▶

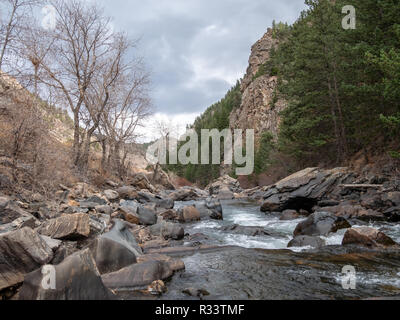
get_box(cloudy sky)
[96,0,304,140]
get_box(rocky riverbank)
[0,168,400,300]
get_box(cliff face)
[229,29,287,142]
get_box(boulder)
[19,249,114,300]
[324,204,386,221]
[342,227,398,247]
[288,236,326,248]
[0,228,53,291]
[279,210,301,221]
[294,212,351,237]
[221,224,270,237]
[102,261,173,289]
[104,190,119,201]
[178,206,201,222]
[117,186,138,200]
[261,168,350,212]
[150,222,185,240]
[38,213,90,241]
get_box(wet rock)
[0,197,34,224]
[342,227,398,247]
[220,224,270,237]
[150,221,185,240]
[261,168,349,212]
[138,206,157,226]
[294,212,351,237]
[19,249,114,300]
[117,186,138,200]
[288,236,326,248]
[324,204,386,221]
[182,288,210,298]
[383,206,400,222]
[147,280,168,296]
[178,206,201,222]
[0,228,53,291]
[161,209,179,221]
[217,187,235,200]
[38,213,90,240]
[102,261,173,289]
[104,190,119,201]
[279,210,300,221]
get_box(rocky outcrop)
[38,213,90,240]
[342,227,398,248]
[294,212,351,237]
[19,249,114,300]
[0,228,53,291]
[261,168,350,212]
[230,29,287,141]
[288,236,326,248]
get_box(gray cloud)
[96,0,304,115]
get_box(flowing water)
[159,201,400,299]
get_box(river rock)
[19,249,114,300]
[288,236,326,248]
[38,213,90,241]
[150,221,185,240]
[102,261,173,289]
[117,186,138,200]
[279,210,300,221]
[324,204,386,221]
[294,212,351,237]
[261,168,349,212]
[342,227,398,247]
[0,228,53,291]
[178,206,201,222]
[104,190,119,201]
[221,224,270,237]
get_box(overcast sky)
[96,0,304,140]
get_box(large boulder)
[288,236,326,248]
[221,224,270,237]
[38,213,90,240]
[324,204,386,221]
[261,168,350,212]
[150,221,185,240]
[102,260,173,289]
[19,249,114,300]
[342,227,398,247]
[178,206,201,222]
[294,212,351,237]
[117,186,138,200]
[206,175,243,195]
[0,228,53,291]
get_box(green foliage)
[166,81,242,186]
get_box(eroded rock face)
[294,212,351,237]
[0,228,53,291]
[261,168,349,212]
[288,236,326,248]
[230,29,287,143]
[19,249,114,300]
[38,213,90,240]
[342,227,398,247]
[102,260,173,289]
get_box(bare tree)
[28,0,114,170]
[0,0,42,69]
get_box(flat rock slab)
[38,213,90,240]
[19,249,114,300]
[0,228,53,290]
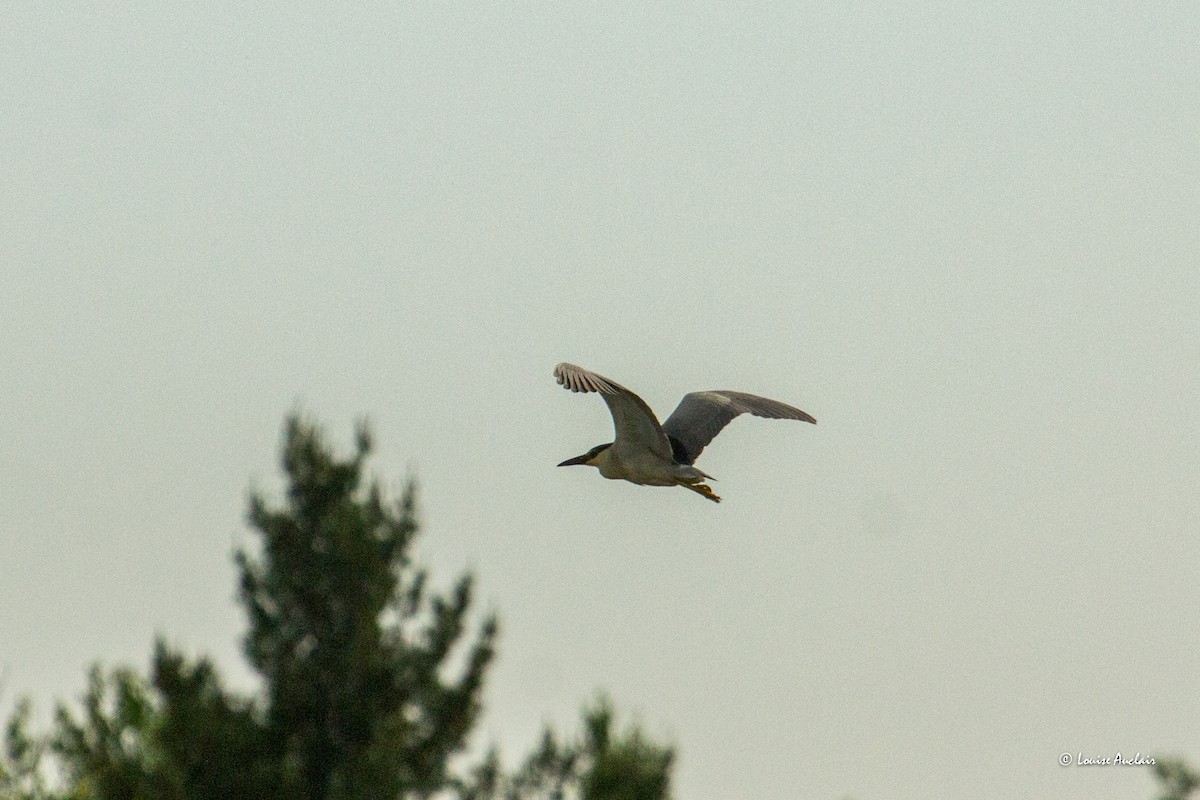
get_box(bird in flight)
[554,363,816,503]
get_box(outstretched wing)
[662,390,816,464]
[554,363,672,458]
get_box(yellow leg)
[679,483,721,503]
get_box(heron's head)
[559,441,612,467]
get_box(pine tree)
[236,416,497,800]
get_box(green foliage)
[460,697,674,800]
[0,416,673,800]
[0,698,61,800]
[236,417,497,799]
[1152,758,1200,800]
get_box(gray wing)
[554,363,672,458]
[662,390,816,464]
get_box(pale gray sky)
[0,1,1200,800]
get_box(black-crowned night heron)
[554,363,816,503]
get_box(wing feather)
[662,390,816,464]
[554,363,672,458]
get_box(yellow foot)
[682,483,721,503]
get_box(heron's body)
[554,363,816,503]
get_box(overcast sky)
[0,6,1200,800]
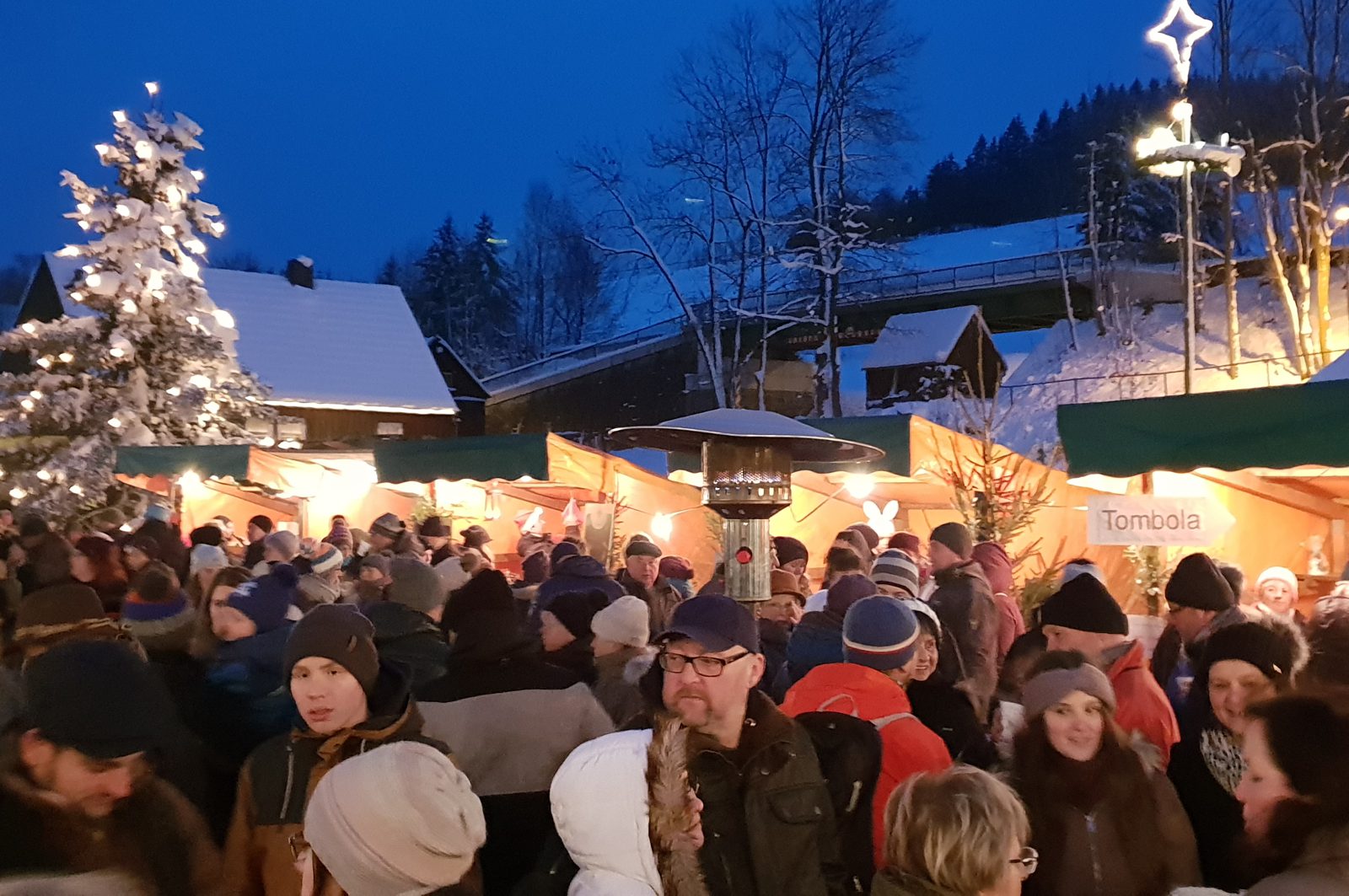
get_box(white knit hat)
[1256,566,1298,595]
[305,741,487,896]
[591,593,652,647]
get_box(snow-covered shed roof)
[1311,352,1349,384]
[46,254,457,414]
[862,305,986,370]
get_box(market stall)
[1059,380,1349,609]
[374,433,719,580]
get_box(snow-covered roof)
[862,305,983,370]
[1311,352,1349,384]
[46,254,456,414]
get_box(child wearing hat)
[225,604,445,893]
[782,595,951,866]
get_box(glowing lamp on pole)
[610,409,885,604]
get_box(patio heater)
[610,409,885,604]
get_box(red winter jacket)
[782,663,951,867]
[1108,641,1180,770]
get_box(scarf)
[1199,727,1246,797]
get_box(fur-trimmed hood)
[551,719,707,896]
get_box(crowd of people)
[0,505,1349,896]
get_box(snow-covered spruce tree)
[0,91,266,519]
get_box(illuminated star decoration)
[1148,0,1212,85]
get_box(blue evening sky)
[0,0,1176,279]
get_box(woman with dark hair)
[1167,617,1307,892]
[1012,651,1199,896]
[1237,695,1349,896]
[70,536,126,613]
[902,598,998,768]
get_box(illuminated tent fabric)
[375,434,553,482]
[1059,380,1349,476]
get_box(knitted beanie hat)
[187,542,229,575]
[1199,620,1307,683]
[931,523,974,560]
[1021,663,1115,719]
[1167,553,1237,613]
[1059,557,1104,586]
[591,593,652,647]
[519,550,551,584]
[384,557,449,615]
[324,519,356,552]
[825,572,875,617]
[843,595,919,672]
[889,532,922,559]
[285,604,379,696]
[773,536,811,566]
[305,741,487,896]
[1040,575,1129,634]
[309,543,342,575]
[23,641,174,759]
[544,590,612,638]
[548,541,582,570]
[1256,566,1298,597]
[261,529,299,559]
[623,536,663,557]
[872,548,919,598]
[848,523,881,553]
[767,570,805,604]
[229,563,299,634]
[369,512,406,539]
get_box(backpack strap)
[872,712,917,732]
[814,694,858,718]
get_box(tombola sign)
[1088,496,1236,548]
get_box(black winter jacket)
[364,600,449,688]
[688,691,845,896]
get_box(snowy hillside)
[850,271,1349,458]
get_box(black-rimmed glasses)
[659,651,750,679]
[1008,846,1040,880]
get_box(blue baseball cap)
[656,593,760,653]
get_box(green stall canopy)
[1059,380,1349,476]
[113,445,254,482]
[375,433,549,482]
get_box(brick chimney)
[286,255,314,289]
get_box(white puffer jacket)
[551,730,663,896]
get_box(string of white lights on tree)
[0,83,267,519]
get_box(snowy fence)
[998,357,1297,406]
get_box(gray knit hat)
[872,548,919,598]
[1021,663,1115,719]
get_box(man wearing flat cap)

◀

The exercise:
Pick out every line in the records above that contains the word "illuminated", and copy each one.

Task output:
get_box(illuminated star decoration)
get_box(illuminated tent fabric)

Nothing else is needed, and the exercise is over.